* What to do *
How many lines in the data below contain the string "cover", treating uppercase and lowercase as different? Tally them and reply with the number only.

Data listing
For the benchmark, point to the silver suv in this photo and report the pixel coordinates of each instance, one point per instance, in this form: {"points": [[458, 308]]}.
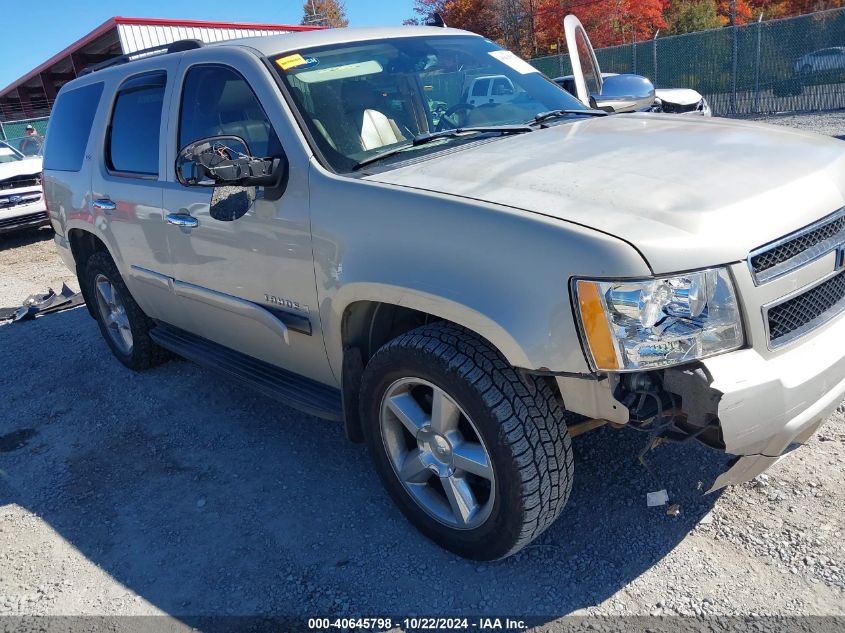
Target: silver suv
{"points": [[326, 217]]}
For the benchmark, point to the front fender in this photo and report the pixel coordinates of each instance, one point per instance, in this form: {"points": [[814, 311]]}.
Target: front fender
{"points": [[501, 272]]}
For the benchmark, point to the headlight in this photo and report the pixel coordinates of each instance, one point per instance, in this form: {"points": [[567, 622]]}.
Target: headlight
{"points": [[648, 323]]}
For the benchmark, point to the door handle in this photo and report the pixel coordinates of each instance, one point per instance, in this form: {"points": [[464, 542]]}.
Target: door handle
{"points": [[182, 219], [104, 204]]}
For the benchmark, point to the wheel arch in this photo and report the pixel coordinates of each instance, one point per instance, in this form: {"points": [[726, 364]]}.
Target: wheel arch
{"points": [[84, 243], [368, 321]]}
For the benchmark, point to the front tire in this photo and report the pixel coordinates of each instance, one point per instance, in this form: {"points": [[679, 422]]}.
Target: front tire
{"points": [[122, 323], [478, 458]]}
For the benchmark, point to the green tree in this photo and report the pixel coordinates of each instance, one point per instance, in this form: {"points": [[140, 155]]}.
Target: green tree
{"points": [[688, 16], [331, 13]]}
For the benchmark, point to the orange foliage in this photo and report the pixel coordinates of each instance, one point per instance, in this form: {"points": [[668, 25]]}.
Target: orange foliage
{"points": [[535, 27]]}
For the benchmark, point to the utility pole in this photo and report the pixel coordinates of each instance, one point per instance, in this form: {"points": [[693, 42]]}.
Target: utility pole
{"points": [[654, 53], [735, 56], [757, 67], [633, 48]]}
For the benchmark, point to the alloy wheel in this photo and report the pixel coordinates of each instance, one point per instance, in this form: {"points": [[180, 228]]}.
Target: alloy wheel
{"points": [[437, 453]]}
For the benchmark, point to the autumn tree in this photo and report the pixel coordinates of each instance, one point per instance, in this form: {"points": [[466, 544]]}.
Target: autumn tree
{"points": [[331, 13], [688, 16]]}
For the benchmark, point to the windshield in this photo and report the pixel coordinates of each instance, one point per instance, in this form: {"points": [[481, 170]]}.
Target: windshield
{"points": [[362, 99], [8, 155]]}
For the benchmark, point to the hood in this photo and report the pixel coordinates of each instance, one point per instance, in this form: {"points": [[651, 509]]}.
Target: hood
{"points": [[686, 192], [23, 167]]}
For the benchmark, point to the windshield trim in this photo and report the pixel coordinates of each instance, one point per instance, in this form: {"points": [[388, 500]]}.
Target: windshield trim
{"points": [[447, 145]]}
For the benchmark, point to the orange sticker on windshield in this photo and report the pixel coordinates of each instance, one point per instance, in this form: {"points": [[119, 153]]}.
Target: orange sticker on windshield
{"points": [[291, 61]]}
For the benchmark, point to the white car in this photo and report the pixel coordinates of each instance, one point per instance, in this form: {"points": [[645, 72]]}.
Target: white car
{"points": [[22, 203], [491, 89], [821, 61], [587, 83]]}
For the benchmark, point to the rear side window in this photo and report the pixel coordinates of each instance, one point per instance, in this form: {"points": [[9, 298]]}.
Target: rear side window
{"points": [[133, 138], [70, 126]]}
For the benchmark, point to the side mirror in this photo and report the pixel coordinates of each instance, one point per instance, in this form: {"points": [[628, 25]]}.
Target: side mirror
{"points": [[227, 160], [625, 93]]}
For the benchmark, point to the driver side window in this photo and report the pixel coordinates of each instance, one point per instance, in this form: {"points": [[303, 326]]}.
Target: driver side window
{"points": [[216, 101]]}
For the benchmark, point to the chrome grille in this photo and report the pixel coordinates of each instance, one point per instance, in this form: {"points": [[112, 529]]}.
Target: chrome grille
{"points": [[797, 316], [23, 220], [793, 251]]}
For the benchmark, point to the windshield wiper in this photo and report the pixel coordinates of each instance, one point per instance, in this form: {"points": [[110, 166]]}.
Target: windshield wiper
{"points": [[428, 137], [556, 114]]}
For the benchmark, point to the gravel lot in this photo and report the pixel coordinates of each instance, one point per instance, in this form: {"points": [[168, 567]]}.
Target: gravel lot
{"points": [[174, 492]]}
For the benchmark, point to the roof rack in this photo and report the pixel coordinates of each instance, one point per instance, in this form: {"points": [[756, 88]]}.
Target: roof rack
{"points": [[174, 47]]}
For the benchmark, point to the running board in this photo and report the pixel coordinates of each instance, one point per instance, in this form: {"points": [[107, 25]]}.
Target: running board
{"points": [[297, 391]]}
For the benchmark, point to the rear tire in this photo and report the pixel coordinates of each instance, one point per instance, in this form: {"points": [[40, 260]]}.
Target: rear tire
{"points": [[123, 324], [516, 422]]}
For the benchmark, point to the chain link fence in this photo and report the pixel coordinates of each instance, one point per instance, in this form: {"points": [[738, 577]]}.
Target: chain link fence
{"points": [[790, 65], [13, 133]]}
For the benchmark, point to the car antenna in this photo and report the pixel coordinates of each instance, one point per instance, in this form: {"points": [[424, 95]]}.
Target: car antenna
{"points": [[435, 19]]}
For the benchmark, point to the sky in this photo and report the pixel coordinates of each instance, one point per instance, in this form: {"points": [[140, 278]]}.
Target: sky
{"points": [[48, 26]]}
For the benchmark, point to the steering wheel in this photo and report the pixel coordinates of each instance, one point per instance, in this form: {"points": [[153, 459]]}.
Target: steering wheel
{"points": [[458, 107]]}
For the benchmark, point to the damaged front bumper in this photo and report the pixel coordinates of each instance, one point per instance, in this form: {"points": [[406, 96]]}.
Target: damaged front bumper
{"points": [[769, 406], [754, 406]]}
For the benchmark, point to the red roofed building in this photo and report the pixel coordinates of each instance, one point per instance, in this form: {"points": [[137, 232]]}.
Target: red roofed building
{"points": [[33, 94]]}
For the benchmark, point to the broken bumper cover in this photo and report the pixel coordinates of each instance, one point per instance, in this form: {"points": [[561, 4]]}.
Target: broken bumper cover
{"points": [[769, 406]]}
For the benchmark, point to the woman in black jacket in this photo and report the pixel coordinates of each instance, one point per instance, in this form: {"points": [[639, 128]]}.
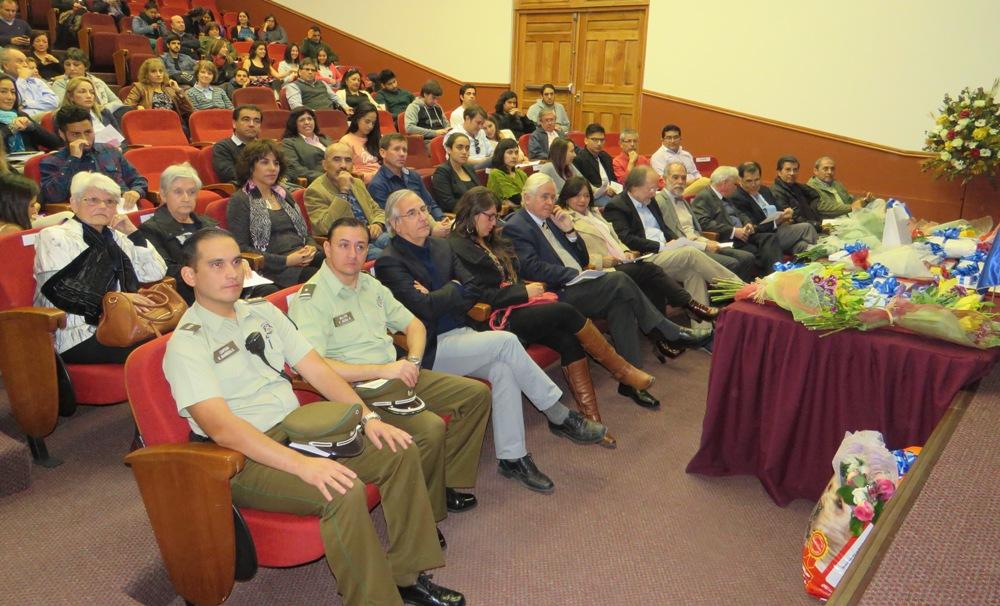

* Completed exercise *
2